*Text excerpt*
3.2 Each of the undersigned further waives (i) notice of the
acceptance of this Guaranty, of the making of any such loans or extensions of
credit, and of all notices and demands of any kind to which the undersigned may
be entitled, including, without limitation, notice of adverse change in Debtor's
financial condition or of any other fact which might materially increase the
risk of the undersigned and (ii) presentment to or demand of payment from anyone
whomsoever liable upon any of the Obligations, protest, notices of presentment,
non-payment or protest and notice of any sale of collateral security or any
default of any sort.

*Stated exercise 1*
Transcribe the passage of the guaranty text from "3.2 Each of" up to and including "of any sort.".

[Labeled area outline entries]
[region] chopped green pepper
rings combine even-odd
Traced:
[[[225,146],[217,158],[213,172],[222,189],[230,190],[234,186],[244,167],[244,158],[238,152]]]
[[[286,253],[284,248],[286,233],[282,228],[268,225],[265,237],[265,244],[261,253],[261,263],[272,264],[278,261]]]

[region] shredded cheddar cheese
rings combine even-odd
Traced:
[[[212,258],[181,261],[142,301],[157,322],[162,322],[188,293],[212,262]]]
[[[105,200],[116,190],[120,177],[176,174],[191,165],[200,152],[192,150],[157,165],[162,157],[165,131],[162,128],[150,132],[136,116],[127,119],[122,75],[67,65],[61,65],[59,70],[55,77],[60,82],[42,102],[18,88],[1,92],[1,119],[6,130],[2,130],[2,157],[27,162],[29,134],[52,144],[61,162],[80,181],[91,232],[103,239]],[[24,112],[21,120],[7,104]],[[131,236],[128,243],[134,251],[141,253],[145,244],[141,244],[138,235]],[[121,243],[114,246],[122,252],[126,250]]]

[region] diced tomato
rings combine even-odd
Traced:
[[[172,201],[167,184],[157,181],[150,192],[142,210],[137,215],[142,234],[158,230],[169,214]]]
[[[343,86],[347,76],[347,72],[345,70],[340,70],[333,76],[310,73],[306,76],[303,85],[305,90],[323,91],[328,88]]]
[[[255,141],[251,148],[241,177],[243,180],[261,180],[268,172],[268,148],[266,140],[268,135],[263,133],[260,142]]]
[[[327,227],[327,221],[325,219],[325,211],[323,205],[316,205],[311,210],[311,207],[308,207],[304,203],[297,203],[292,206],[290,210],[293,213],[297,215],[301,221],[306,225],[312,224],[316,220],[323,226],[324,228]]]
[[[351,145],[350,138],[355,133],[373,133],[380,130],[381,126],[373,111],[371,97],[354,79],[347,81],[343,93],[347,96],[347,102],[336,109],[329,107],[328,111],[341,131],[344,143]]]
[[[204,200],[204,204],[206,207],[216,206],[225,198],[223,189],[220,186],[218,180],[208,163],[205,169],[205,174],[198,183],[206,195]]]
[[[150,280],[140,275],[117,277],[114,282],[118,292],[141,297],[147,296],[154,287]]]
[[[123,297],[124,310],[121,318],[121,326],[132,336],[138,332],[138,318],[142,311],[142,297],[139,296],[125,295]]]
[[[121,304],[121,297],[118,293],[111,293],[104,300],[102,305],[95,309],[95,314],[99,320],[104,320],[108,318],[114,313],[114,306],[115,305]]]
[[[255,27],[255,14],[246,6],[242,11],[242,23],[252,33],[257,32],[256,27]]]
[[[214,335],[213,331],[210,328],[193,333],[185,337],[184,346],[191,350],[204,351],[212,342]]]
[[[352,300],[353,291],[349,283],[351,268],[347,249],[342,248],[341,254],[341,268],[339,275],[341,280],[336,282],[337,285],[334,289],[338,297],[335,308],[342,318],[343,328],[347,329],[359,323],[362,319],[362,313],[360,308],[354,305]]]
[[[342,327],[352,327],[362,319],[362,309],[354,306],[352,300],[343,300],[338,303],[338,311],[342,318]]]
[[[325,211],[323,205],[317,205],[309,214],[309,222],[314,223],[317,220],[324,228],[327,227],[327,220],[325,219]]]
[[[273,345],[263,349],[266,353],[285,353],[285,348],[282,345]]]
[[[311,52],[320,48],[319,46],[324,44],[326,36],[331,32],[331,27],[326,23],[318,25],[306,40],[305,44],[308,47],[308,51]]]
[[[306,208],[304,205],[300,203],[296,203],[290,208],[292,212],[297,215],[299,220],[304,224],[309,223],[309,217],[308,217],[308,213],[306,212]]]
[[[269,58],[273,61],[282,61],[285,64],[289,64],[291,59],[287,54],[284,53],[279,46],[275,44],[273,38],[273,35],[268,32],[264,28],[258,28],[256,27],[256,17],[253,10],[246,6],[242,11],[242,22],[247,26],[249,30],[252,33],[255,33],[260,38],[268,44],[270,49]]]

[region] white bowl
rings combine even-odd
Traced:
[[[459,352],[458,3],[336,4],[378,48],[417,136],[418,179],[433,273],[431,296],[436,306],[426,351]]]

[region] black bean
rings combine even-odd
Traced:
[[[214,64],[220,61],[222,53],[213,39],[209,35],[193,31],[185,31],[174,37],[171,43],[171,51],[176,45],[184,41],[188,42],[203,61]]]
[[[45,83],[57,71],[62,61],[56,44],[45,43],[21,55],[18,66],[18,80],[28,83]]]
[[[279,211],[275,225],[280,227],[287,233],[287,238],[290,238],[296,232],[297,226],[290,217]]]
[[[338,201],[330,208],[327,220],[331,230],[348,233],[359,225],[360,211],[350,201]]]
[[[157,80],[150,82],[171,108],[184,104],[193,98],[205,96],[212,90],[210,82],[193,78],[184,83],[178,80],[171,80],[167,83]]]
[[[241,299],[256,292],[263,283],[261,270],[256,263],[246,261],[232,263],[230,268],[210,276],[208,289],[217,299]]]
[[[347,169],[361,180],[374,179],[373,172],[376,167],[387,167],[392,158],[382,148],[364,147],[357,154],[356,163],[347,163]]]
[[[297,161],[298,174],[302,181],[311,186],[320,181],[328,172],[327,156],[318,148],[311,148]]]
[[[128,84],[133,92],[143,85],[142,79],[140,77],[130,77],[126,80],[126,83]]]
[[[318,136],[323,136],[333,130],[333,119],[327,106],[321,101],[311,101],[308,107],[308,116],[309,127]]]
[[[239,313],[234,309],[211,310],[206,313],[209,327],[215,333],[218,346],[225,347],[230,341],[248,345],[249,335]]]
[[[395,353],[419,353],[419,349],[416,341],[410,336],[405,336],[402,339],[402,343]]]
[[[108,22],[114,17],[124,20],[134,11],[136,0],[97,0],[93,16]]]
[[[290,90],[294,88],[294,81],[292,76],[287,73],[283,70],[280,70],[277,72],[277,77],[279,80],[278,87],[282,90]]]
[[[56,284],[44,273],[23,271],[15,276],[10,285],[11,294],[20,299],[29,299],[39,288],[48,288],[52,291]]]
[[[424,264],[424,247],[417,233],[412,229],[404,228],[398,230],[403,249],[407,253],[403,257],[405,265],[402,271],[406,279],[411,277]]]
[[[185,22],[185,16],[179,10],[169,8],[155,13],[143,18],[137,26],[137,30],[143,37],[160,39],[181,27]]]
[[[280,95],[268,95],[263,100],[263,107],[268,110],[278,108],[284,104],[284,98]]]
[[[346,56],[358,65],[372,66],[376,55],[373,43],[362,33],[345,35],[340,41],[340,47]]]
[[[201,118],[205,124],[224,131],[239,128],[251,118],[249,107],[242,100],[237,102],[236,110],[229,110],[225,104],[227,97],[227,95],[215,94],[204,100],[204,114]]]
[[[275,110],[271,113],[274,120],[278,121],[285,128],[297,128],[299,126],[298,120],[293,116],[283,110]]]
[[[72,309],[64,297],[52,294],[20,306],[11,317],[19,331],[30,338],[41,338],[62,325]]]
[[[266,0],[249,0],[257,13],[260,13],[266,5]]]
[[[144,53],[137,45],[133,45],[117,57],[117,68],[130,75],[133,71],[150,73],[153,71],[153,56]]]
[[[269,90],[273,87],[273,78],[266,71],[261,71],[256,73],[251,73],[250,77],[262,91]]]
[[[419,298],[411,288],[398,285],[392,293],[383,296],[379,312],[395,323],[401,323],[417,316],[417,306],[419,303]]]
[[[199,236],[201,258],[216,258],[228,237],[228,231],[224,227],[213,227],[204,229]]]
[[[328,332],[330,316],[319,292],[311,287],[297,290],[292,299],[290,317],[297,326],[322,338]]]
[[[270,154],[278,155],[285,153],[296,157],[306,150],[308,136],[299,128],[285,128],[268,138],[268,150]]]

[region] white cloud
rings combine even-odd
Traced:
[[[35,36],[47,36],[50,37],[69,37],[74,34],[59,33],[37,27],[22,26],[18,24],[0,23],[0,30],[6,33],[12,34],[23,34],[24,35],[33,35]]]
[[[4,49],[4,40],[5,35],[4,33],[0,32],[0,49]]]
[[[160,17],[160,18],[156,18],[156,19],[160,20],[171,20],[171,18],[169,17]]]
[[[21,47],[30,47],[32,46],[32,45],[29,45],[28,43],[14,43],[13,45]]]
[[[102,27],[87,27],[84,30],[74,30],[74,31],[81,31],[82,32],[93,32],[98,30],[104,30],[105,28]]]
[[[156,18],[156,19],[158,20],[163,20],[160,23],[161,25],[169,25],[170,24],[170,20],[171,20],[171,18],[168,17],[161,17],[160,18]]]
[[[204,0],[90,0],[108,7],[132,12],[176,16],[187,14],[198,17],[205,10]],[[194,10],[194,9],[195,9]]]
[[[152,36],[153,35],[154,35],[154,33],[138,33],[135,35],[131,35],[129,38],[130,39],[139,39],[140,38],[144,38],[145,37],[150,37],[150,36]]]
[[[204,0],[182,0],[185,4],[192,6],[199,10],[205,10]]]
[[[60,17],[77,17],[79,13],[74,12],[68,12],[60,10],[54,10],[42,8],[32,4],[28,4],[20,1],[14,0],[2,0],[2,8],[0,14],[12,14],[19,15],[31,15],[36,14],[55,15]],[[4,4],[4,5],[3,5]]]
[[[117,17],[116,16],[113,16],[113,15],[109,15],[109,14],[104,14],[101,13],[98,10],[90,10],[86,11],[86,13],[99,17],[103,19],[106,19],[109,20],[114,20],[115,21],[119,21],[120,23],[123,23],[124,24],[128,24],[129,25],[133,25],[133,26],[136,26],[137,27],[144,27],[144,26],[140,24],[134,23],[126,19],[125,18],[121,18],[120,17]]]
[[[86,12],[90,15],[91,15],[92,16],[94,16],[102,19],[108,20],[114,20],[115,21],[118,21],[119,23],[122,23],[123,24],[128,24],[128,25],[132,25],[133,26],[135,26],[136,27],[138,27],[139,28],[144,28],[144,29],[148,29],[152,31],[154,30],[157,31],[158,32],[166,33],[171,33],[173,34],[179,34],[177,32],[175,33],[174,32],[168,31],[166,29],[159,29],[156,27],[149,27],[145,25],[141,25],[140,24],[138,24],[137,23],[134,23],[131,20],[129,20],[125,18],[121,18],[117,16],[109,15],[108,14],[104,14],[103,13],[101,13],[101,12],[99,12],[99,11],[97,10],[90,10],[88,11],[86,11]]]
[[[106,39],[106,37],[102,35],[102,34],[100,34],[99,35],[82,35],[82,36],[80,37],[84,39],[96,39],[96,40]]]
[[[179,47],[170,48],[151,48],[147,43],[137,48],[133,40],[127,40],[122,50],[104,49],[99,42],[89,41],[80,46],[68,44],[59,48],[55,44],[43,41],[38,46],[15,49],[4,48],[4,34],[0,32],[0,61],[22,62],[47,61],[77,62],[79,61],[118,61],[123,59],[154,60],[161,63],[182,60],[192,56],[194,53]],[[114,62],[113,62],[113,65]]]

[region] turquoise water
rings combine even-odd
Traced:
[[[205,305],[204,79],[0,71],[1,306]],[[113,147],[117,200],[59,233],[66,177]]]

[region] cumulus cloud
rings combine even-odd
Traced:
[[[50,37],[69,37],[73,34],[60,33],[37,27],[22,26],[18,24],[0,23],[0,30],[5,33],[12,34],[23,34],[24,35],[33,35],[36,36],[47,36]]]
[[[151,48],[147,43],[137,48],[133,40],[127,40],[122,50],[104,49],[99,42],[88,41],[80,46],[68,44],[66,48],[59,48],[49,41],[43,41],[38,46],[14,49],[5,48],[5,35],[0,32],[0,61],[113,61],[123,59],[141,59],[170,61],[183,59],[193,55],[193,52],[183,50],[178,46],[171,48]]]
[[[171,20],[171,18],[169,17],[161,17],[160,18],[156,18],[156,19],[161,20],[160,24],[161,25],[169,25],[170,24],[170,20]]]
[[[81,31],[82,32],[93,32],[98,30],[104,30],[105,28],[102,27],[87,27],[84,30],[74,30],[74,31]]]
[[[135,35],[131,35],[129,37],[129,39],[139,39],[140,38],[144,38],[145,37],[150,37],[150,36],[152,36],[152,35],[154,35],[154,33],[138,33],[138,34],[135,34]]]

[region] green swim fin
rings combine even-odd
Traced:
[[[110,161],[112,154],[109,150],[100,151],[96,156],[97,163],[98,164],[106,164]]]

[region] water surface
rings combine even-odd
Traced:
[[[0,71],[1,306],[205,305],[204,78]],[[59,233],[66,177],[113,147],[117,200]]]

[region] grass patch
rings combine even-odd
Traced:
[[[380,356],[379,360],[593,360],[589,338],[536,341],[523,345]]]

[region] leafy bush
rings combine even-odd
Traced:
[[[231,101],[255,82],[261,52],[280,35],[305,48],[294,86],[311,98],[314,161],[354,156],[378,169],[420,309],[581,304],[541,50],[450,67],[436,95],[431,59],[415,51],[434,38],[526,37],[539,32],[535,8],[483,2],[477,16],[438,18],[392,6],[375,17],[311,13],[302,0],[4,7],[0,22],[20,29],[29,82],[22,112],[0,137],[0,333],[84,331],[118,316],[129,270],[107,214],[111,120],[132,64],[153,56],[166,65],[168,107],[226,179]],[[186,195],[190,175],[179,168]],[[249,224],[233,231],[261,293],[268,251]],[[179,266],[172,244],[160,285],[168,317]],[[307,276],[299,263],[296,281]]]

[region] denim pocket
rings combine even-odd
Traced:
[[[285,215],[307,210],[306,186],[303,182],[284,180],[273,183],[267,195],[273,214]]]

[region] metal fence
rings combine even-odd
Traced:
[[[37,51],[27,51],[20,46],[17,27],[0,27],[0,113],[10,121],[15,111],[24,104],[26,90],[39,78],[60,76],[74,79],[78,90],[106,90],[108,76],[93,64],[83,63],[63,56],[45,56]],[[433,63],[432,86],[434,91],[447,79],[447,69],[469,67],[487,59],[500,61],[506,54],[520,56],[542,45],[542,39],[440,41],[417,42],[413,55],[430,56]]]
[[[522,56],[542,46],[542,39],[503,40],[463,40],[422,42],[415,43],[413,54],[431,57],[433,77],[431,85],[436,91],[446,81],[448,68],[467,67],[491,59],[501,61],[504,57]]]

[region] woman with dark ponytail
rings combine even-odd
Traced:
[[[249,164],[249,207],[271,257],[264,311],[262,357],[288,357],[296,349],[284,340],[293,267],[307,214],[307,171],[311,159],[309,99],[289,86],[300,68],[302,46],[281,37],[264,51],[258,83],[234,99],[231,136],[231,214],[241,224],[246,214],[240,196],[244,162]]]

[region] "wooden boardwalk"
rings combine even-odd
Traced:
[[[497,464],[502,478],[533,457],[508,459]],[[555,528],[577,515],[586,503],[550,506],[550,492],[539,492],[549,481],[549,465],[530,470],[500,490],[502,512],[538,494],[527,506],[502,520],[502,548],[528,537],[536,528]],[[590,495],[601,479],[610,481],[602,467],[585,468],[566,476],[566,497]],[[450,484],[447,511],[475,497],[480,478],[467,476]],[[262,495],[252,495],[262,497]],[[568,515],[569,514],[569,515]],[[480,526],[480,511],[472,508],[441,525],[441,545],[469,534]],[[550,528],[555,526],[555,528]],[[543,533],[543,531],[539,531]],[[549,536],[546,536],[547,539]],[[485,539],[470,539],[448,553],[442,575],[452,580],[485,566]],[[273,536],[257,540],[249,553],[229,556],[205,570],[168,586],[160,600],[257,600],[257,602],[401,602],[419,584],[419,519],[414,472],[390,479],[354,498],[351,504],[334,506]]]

*Stated exercise 2*
Report how many lines of the records contain the string "green", counting only matches with the same case, and reply with the number alone.

*Exercise output 1*
3.2 Each of the undersigned further waives (i) notice of the
acceptance of this Guaranty, of the making of any such loans or extensions of
credit, and of all notices and demands of any kind to which the undersigned may
be entitled, including, without limitation, notice of adverse change in Debtor's
financial condition or of any other fact which might materially increase the
risk of the undersigned and (ii) presentment to or demand of payment from anyone
whomsoever liable upon any of the Obligations, protest, notices of presentment,
non-payment or protest and notice of any sale of collateral security or any
default of any sort.

*Exercise output 2*
2